Print every line below. Match each one exactly.

---

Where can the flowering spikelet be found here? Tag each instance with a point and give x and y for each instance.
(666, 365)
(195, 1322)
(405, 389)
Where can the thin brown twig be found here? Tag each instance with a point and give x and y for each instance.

---

* [Task result]
Where can the flowering spikelet be found here? Tag each instance with a point and give x and y for each instance.
(666, 365)
(195, 1322)
(405, 389)
Where can the thin brown twig be found here? Tag each instance with a point and give x and y for each instance.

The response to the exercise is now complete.